- Opening Delimiter -

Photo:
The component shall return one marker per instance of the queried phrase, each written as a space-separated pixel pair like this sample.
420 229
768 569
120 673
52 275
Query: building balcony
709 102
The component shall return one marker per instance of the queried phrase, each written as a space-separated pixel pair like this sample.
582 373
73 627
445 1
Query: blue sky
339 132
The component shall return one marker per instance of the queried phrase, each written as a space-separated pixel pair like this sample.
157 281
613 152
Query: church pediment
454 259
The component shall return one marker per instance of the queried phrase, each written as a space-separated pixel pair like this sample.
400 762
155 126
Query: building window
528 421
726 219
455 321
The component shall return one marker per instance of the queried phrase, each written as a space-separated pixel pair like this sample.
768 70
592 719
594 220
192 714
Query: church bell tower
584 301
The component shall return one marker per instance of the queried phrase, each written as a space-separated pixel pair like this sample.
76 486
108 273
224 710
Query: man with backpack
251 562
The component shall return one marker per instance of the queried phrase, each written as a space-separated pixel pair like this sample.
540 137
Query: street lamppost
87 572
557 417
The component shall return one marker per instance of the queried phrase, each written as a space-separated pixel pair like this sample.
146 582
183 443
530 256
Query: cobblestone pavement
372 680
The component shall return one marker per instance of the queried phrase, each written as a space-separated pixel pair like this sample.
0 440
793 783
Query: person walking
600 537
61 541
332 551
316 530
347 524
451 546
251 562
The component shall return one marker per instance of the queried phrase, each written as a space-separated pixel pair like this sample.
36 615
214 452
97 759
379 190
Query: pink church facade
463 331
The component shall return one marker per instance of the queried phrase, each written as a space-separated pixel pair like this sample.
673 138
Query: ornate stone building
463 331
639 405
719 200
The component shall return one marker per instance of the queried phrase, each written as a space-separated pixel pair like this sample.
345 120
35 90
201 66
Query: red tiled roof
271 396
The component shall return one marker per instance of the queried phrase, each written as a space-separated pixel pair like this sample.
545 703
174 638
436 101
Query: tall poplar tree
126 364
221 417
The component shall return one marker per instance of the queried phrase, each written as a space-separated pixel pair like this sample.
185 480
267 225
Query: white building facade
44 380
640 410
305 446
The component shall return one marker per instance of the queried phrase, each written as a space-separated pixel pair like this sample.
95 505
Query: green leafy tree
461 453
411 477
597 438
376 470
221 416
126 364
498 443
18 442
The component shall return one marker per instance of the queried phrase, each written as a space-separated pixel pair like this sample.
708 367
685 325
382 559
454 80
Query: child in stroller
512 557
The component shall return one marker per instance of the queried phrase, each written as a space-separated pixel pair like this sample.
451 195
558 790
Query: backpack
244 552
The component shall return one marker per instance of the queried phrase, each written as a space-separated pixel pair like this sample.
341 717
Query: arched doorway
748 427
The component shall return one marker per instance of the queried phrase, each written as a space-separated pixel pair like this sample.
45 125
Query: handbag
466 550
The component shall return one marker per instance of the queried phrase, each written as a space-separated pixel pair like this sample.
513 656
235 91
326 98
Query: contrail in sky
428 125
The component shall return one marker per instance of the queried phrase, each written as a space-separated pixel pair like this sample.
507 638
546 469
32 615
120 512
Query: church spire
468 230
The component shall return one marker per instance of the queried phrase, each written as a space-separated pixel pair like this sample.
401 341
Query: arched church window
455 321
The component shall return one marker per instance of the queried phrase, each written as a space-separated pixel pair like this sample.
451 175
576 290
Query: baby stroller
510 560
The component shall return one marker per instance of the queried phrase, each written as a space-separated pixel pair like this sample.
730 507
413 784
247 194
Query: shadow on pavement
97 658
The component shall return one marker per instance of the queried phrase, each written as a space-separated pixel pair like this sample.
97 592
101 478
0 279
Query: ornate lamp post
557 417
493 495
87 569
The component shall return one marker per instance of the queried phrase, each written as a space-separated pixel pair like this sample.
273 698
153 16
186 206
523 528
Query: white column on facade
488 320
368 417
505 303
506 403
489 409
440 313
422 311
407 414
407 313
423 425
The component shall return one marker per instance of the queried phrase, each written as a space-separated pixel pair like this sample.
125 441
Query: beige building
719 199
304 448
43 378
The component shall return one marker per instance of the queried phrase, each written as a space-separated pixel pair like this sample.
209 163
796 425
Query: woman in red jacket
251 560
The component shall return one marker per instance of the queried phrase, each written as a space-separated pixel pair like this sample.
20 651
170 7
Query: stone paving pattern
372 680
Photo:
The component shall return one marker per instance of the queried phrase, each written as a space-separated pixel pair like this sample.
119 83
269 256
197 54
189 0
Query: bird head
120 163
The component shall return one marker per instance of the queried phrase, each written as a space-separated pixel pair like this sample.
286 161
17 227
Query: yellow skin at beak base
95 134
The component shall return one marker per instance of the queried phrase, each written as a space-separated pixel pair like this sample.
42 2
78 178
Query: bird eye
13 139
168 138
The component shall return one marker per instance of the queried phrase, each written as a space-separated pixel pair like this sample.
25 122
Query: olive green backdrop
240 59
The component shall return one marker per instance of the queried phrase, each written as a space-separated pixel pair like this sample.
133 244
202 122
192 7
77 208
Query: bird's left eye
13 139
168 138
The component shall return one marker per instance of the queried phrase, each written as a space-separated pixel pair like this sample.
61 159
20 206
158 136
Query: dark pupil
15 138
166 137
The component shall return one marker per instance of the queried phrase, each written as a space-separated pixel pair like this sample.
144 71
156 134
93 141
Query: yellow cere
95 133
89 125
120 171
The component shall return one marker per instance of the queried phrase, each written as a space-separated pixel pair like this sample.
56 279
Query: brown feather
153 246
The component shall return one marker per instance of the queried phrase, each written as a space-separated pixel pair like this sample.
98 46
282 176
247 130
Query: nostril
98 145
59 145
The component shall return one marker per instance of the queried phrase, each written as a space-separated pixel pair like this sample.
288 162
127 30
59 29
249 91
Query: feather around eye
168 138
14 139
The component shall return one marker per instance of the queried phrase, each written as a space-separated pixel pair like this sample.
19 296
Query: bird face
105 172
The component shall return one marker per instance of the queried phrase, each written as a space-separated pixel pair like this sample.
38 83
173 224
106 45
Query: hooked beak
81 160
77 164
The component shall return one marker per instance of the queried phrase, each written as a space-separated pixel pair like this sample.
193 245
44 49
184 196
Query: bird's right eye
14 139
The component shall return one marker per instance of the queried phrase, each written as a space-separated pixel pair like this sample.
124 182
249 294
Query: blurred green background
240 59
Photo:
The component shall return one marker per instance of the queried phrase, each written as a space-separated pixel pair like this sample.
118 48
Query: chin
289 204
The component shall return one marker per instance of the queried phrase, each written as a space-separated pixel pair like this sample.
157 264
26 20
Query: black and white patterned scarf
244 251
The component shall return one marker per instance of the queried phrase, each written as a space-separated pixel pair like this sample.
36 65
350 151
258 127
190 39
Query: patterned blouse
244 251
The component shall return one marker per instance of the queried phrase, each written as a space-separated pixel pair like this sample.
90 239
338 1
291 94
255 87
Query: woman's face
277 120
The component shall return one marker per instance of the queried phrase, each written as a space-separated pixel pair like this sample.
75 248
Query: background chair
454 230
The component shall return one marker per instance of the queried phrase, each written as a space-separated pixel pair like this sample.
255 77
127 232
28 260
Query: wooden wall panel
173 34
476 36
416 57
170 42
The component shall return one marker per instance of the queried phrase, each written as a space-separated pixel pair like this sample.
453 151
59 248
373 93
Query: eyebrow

- Closing Delimiter -

● **Task statement**:
Line by line, retype all of the records exactly.

● **Answer**:
Photo:
The component shall return one marker per instance of the queried phrase, each written as a space-separated pixel pair like this sample.
420 229
768 569
120 673
52 275
Query: building balcony
709 102
The component shall return one marker per instance of the queried phrase, each written as a space-separated pixel pair like this sample.
582 373
73 627
445 1
Query: blue sky
339 132
The component shall return one marker per instance of the queried phrase, each written as a space-separated pixel pair like this sample.
157 281
613 152
Query: church pediment
454 259
The component shall return one marker per instance of the queried phrase, each written as a space-separated pixel pair like this sample.
400 762
155 126
Query: building window
528 421
726 219
455 321
The component shall return one marker per instance of the queried phrase, each written as a space-separated pixel pair like this sample.
768 70
592 719
594 220
192 714
Query: church bell tower
584 301
The component shall return one marker per instance of the queried phrase, each written as a space-separated pixel pair like this sample.
76 486
108 273
224 710
Query: man with backpack
251 562
The component shall return one marker per instance of the queried phrase, each written as a space-separated pixel pair like this sample.
540 137
Query: street lamppost
87 572
557 417
The component shall return one marker per instance of the queried phrase, each written as a space-separated pixel pair like this sample.
146 582
183 443
530 256
Query: cobblestone pavement
372 680
The component shall return one marker per instance of the queried phrase, each written as a space-separated pixel pair like this sample.
0 440
793 783
Query: person walking
600 537
61 541
332 551
316 530
347 524
451 546
251 562
The component shall return one marker per instance of the queried phrase, each written as a space-separated pixel pair like this sample.
36 615
214 452
97 759
379 190
Query: pink church facade
463 331
The component shall return one marker per instance of the queried phrase, each written as a space-separated pixel pair like this sample.
673 138
Query: ornate stone building
463 331
639 405
719 200
The component shall return one marker per instance of the queried phrase, each written as a space-separated pixel pair like this sample.
345 120
35 90
201 66
Query: red tiled roof
271 396
The component shall return one marker per instance of the queried phrase, each written as a space-separated pixel pair like this sample.
545 703
174 638
436 101
Query: tall poplar tree
126 364
221 417
The component shall return one marker per instance of the queried phrase, each written as a space-separated pixel pair like this sample.
185 480
267 225
Query: white building facade
44 380
640 410
305 446
The component shall return one marker per instance of the queried phrase, each written as a space-separated pixel pair like this sample.
95 505
Query: green leafy tree
461 453
411 477
597 438
376 470
221 416
126 364
498 443
18 442
The component shall return one marker per instance of the queried phrase, each written as a space-separated pixel pair like this sample.
708 367
685 325
382 559
454 80
Query: child in stroller
512 557
The component shall return one marker per instance of the queried phrase, each written as a space-separated pixel pair like this sample.
451 195
558 790
Query: backpack
244 552
The component shall return one marker per instance of the queried phrase, each written as a space-separated pixel pair like this sample.
341 717
Query: arched doorway
748 427
The component shall return one marker per instance of the queried phrase, each written as a space-separated pixel pair like this sample.
45 125
Query: handbag
466 550
The component shall return one marker per instance of the queried phrase, each written as a space-separated pixel pair like this sample.
513 656
235 91
326 98
Query: contrail in sky
428 125
The component shall return one marker per instance of the queried phrase, each written as a space-separated pixel pair like this sample.
507 638
546 469
32 615
120 512
Query: church spire
468 230
The component shall return one marker per instance of the queried phrase, each written as a space-separated pixel pair like this sample.
401 341
Query: arched church window
455 321
The component shall return one marker per instance of the queried phrase, each written as a space-separated pixel pair like this sample.
451 175
576 290
Query: baby stroller
510 560
The component shall return one marker per instance of the queried phrase, each written as a space-separated pixel pair like this sample.
730 507
413 784
247 194
Query: shadow on pavement
97 658
The component shall return one marker per instance of the queried phrase, each written as a space-separated pixel pair like this sample.
97 592
101 478
0 279
Query: ornate lamp post
557 417
493 495
87 569
The component shall return one marker per instance of the queried phrase, each written as a space-separated pixel pair like this sample.
273 698
153 16
186 206
523 528
Query: white column on facade
488 320
368 417
505 303
506 403
489 409
440 313
422 311
407 414
407 313
423 425
The component shall return one marker per instance of the queried phrase, each written as a space-separated pixel pair like this sample.
125 441
Query: beige building
719 199
304 448
43 378
The component shall return one marker per instance of the queried phrase, each written as a space-separated pixel pair like this sample.
209 163
796 425
Query: woman in red jacket
251 560
The component shall return one marker per instance of the queried phrase, each written as a space-separated pixel pair like this sample.
20 651
170 7
Query: stone paving pattern
372 680
Photo:
The component shall return one marker per instance of the queried phrase, each written as a space-separated pixel pair like this sample.
119 83
269 256
197 54
189 0
Query: bird head
120 163
The component shall return one marker per instance of the queried phrase, each written as a space-separated pixel pair like this sample.
286 161
17 227
Query: yellow skin at beak base
95 134
The component shall return one marker per instance of the queried phrase, each written as a space-separated pixel pair like this sample.
42 2
78 178
Query: bird eye
13 139
168 138
The component shall return one marker per instance of the queried phrase, each written as a space-separated pixel pair like this sample.
25 122
Query: olive green backdrop
240 59
The component shall return one marker per instance of the queried phrase, each written as a space-separated pixel pair like this sample.
133 244
202 122
192 7
77 208
Query: bird's left eye
13 139
168 138
The component shall return one marker per instance of the queried phrase, each written as a space-separated pixel pair like this sample.
61 159
20 206
158 136
Query: dark pupil
15 138
166 137
The component shall return one marker per instance of the queried phrase, each written as a space-separated pixel pair like this sample.
144 71
156 134
93 141
Query: yellow cere
95 133
89 125
120 171
The component shall return one marker per instance of the queried phrase, each written as a space-separated pixel pair like this sample.
56 279
Query: brown feather
153 246
The component shall return one marker per instance of the queried phrase, each written as a space-separated pixel pair like this sample.
98 46
282 176
247 130
Query: nostril
98 145
59 145
The component shall return one marker per instance of the queried phrase, each written as a space-separated pixel pair like this sample.
288 162
127 30
59 29
249 91
Query: feather around eye
168 138
14 139
The component shall return one marker per instance of the queried phrase, each written as a space-separated pixel pair like this sample.
19 296
Query: bird face
105 172
The component shall return one marker per instance of the queried phrase, each written as a space-separated pixel pair like this sample.
38 83
173 224
106 45
Query: hooked beak
81 160
77 164
The component shall return one marker per instance of the queried phrase, each written as a space-separated pixel pair like this sample.
193 245
44 49
184 196
Query: bird's right eye
14 139
The component shall return one marker per instance of the queried phrase, each written as a space-separated pixel pair like this sample.
124 182
249 294
Query: blurred green background
240 59
Photo:
The component shall return one marker per instance of the queried phrase, each written as a space-separated pixel pair like this sample.
118 48
Query: chin
289 204
The component shall return one marker per instance of the queried phrase, each written as a space-separated pixel pair like this sample.
157 264
26 20
Query: black and white patterned scarf
244 251
The component shall return one marker per instance of the queried phrase, each written as a space-separated pixel pair like this sample.
36 65
350 151
258 127
190 39
Query: patterned blouse
244 251
The component shall return one marker per instance of the queried phrase, each written as a space-separated pixel pair like this sample.
90 239
338 1
291 94
255 87
Query: woman's face
277 120
The component shall return one marker per instance of the queried phrase, each written as a space-separated pixel pair like this sample.
75 248
Query: background chair
454 230
The component shall return one marker per instance of the queried phrase, each written as a space-separated pixel pair like this sample.
255 77
127 232
28 260
Query: wooden wall panel
173 34
476 36
416 57
170 42
The component shall return one marker per instance of the queried phrase, each written as a space-separated pixel pair like this sample.
453 151
59 248
373 93
Query: eyebrow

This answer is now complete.